=== DATA RECORDS ===

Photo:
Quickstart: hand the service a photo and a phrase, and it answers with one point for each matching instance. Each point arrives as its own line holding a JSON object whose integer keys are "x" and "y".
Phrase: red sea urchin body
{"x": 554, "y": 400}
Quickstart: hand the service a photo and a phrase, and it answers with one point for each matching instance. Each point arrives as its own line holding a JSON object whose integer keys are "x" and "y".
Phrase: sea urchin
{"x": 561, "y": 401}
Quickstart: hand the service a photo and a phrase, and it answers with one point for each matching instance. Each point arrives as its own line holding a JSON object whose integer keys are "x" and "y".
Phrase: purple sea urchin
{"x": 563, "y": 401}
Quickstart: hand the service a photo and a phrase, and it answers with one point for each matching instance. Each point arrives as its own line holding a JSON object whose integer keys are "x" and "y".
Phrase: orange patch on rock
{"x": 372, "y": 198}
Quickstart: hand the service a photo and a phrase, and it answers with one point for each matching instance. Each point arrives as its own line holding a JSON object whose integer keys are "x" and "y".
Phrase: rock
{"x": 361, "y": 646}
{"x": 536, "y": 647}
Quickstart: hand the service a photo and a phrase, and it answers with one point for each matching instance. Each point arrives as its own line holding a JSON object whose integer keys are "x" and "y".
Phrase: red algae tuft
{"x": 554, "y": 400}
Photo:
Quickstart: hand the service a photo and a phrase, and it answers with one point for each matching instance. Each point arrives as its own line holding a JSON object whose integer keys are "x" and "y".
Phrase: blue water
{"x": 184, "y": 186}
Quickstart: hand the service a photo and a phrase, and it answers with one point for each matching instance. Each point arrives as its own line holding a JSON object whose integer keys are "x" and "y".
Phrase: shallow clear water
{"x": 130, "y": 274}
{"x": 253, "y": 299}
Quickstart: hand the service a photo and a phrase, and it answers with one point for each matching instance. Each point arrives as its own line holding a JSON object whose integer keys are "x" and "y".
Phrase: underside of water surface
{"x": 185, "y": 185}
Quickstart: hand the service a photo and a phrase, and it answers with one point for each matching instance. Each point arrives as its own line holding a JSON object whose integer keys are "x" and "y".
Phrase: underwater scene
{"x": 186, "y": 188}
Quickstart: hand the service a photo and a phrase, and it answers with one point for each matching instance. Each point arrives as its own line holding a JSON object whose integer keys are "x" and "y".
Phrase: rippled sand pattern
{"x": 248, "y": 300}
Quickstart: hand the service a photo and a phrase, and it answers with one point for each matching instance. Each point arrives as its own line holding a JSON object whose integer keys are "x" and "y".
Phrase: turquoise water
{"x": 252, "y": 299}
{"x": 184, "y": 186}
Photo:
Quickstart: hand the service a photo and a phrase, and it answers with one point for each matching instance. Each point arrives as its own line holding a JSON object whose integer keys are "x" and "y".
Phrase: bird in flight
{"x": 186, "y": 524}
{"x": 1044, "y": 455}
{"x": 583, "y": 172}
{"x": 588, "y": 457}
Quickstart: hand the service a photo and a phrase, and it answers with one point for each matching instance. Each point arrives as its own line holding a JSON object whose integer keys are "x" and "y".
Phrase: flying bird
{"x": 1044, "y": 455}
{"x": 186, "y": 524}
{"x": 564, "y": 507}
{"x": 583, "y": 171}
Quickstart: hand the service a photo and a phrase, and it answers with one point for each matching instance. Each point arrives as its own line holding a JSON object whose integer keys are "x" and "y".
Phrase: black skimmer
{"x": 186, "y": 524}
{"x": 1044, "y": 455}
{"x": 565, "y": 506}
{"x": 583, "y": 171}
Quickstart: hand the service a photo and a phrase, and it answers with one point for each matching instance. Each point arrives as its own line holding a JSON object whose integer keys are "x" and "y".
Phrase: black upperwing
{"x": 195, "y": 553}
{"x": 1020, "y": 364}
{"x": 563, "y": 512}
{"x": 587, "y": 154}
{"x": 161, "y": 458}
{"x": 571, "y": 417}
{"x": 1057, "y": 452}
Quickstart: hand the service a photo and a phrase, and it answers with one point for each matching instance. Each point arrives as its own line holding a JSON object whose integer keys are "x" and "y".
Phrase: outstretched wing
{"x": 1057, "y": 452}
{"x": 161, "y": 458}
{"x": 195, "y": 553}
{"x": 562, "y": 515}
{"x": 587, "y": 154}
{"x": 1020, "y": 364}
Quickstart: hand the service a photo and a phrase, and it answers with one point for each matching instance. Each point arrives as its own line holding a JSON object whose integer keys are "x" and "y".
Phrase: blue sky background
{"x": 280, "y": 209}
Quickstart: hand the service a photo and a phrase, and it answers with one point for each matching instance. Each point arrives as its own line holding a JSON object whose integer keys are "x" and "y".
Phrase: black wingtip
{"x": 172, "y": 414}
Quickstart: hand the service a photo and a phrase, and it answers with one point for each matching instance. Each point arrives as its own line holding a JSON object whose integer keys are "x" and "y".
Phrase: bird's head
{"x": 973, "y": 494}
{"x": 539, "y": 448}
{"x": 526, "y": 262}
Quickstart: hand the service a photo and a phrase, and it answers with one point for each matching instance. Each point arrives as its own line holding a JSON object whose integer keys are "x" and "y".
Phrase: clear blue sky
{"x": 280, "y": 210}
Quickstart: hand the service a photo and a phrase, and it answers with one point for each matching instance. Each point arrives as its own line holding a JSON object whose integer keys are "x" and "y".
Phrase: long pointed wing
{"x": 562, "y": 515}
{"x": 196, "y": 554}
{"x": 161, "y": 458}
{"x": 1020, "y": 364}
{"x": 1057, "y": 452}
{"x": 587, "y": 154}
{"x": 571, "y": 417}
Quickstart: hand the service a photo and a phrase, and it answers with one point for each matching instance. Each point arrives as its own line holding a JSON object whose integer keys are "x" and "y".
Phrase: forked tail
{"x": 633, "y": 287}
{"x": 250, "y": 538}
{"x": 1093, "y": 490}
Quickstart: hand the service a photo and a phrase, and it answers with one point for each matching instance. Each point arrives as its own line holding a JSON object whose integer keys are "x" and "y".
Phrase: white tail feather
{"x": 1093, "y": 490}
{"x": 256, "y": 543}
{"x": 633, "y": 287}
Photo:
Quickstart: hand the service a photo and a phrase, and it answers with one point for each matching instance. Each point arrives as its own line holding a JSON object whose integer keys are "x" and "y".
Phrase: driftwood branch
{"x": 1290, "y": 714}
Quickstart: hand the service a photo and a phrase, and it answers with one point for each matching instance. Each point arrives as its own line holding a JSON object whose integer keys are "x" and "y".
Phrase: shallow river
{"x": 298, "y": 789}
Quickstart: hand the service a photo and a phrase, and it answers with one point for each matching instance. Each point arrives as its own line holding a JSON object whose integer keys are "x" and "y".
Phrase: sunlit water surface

===

A verbatim reproduction of all the records above is the expected answer.

▸ ANSWER SECTION
Photo:
Quickstart: hand the service a photo and a phrase, and it answers with one point for each matching instance. Each point arrives as its own line holding a JSON object whose integer keys are "x" and "y".
Phrase: red sea urchin body
{"x": 554, "y": 400}
Quickstart: hand the service a photo and a phrase, and it answers with one point for each matching instance. Each point arrives as its own line holding a JSON object whose integer keys are "x" and "y".
Phrase: sea urchin
{"x": 561, "y": 401}
Quickstart: hand the service a photo and a phrase, and it answers with one point for each matching instance. Each point arrives as its own line holding a JSON object whose integer keys are "x" and "y".
Phrase: purple sea urchin
{"x": 563, "y": 401}
Quickstart: hand the service a photo and a phrase, and it answers with one point for each matching instance. Each point arrives as its own line holding a JSON object whose integer keys are "x" and "y".
Phrase: orange patch on rock
{"x": 372, "y": 198}
Quickstart: hand the service a photo and a phrase, and it answers with one point for each matching instance. Each point arrives as its own line holding a JSON object whose integer keys are "x" and "y".
Phrase: rock
{"x": 361, "y": 646}
{"x": 536, "y": 647}
Quickstart: hand the service a photo and a phrase, and it answers with one point for each matching instance. Each point arrives as its own line holding a JSON object whose integer keys are "x" and "y".
Phrase: red algae tuft
{"x": 554, "y": 400}
Photo:
Quickstart: hand the service a photo and a phrase, and it answers with one point for each matching instance. Each point arrives as its own line holding a JSON object whose integer keys are "x" and "y".
Phrase: blue water
{"x": 184, "y": 186}
Quickstart: hand the service a photo and a phrase, and it answers with one point for each matching instance. Each point arrives as its own line holding a JSON object whose integer keys are "x" and "y".
Phrase: shallow clear water
{"x": 130, "y": 274}
{"x": 253, "y": 299}
Quickstart: hand the service a photo and a phrase, and it answers with one point for each matching instance. Each point arrives as its own line holding a JSON object whose integer keys are "x" and "y".
Phrase: underside of water surface
{"x": 185, "y": 185}
Quickstart: hand the service a photo and a phrase, and it answers with one point for each matching instance. Each point arrives as its own line holding a JSON object whose integer keys are "x" and "y".
Phrase: underwater scene
{"x": 186, "y": 188}
Quickstart: hand the service a photo and a phrase, and it answers with one point for each matching instance. Each point arrives as its own line holding a JSON object whose integer keys are "x" and "y".
Phrase: rippled sand pattern
{"x": 248, "y": 300}
Quickstart: hand the service a photo and a phrase, and it answers with one point for each matching instance. Each point arrives as its own line holding a JSON object whose integer keys are "x" and "y".
Phrase: turquoise water
{"x": 252, "y": 299}
{"x": 184, "y": 186}
Photo:
Quickstart: hand the service a photo and a phrase, and it answers with one point for each matching instance. Each point arrives as its own line holding a JSON object whose integer keys are "x" and "y".
Phrase: bird in flight
{"x": 186, "y": 524}
{"x": 1044, "y": 455}
{"x": 583, "y": 172}
{"x": 588, "y": 457}
Quickstart: hand the service a photo and a phrase, and it answers with one point for each matching instance. Each point arrives as its own line holding a JSON object whose integer keys are "x" and "y".
Phrase: flying bird
{"x": 1044, "y": 455}
{"x": 186, "y": 524}
{"x": 564, "y": 507}
{"x": 583, "y": 171}
Quickstart: hand the service a photo and a phrase, and it answers with one point for each matching instance. Each point arrives as its own line holding a JSON object whose integer keys are "x" and "y".
Phrase: black skimmer
{"x": 186, "y": 524}
{"x": 1044, "y": 455}
{"x": 565, "y": 506}
{"x": 583, "y": 171}
Quickstart: hand the service a photo and a phrase, and it answers with one point for each matching instance. Each point arrives as its own line holding a JSON object whose integer keys are "x" and "y".
Phrase: black upperwing
{"x": 195, "y": 553}
{"x": 1020, "y": 364}
{"x": 563, "y": 512}
{"x": 587, "y": 154}
{"x": 161, "y": 458}
{"x": 571, "y": 417}
{"x": 1057, "y": 452}
Quickstart: hand the service a photo and a phrase, and it answers with one point for each matching instance. Each point arrives as its own line holding a JSON object whose integer keys are "x" and "y".
Phrase: outstretched wing
{"x": 1057, "y": 452}
{"x": 161, "y": 458}
{"x": 195, "y": 553}
{"x": 562, "y": 515}
{"x": 587, "y": 154}
{"x": 1020, "y": 364}
Quickstart: hand the service a photo and a phrase, and it answers with one point for each matching instance. Each point arrives as its own line holding a JSON object whose integer keys are "x" and "y".
Phrase: blue sky background
{"x": 280, "y": 209}
Quickstart: hand the service a photo and a phrase, and it answers with one point for each matching instance. Each point arrives as its own line holding a JSON object whose integer keys are "x" and "y".
Phrase: black wingtip
{"x": 172, "y": 414}
Quickstart: hand the service a photo and a phrase, and it answers with one point for each matching instance. Each point arrives as its own line holding a JSON object whose integer keys are "x" and "y".
Phrase: bird's head
{"x": 973, "y": 494}
{"x": 539, "y": 448}
{"x": 526, "y": 262}
Quickstart: hand the service a photo and a phrase, and it answers with one point for each matching instance. Each point arrives as its own line holding a JSON object whose integer keys are "x" and "y".
Phrase: clear blue sky
{"x": 280, "y": 210}
Quickstart: hand the service a photo and a phrase, and it answers with one point for each matching instance. Each point arrives as its own line holding a JSON object whose integer keys are "x" and "y".
Phrase: long pointed wing
{"x": 562, "y": 515}
{"x": 196, "y": 554}
{"x": 161, "y": 458}
{"x": 1020, "y": 364}
{"x": 1057, "y": 452}
{"x": 587, "y": 154}
{"x": 571, "y": 417}
Quickstart: hand the service a photo and a phrase, and it answers with one point for each matching instance. Each point arrives as its own line holding a JSON object whose integer keys are "x" and "y".
Phrase: forked tail
{"x": 633, "y": 287}
{"x": 250, "y": 538}
{"x": 1093, "y": 490}
Quickstart: hand the service a photo and a phrase, and it answers with one point for each matching instance. Each point arrives as its own line holding a JSON object whose integer keys are "x" and "y".
Phrase: white tail feather
{"x": 1093, "y": 490}
{"x": 256, "y": 543}
{"x": 633, "y": 287}
Photo:
Quickstart: hand the service a photo and a phrase, and it answers with one point for each matching instance. Each point arrives as its own line holding a JSON object whose integer keys are "x" and "y".
Phrase: driftwood branch
{"x": 1290, "y": 714}
Quickstart: hand the service a photo and a phrase, and it answers with one point for each matching instance. Each point arrives as its own line holding a JSON object whose integer keys are "x" and "y".
Phrase: shallow river
{"x": 298, "y": 789}
Quickstart: hand the service a photo and a phrase, and it answers with one point for each matching instance. Each point arrives as its own line holding a JSON object whose integer keys are "x" and "y".
Phrase: sunlit water surface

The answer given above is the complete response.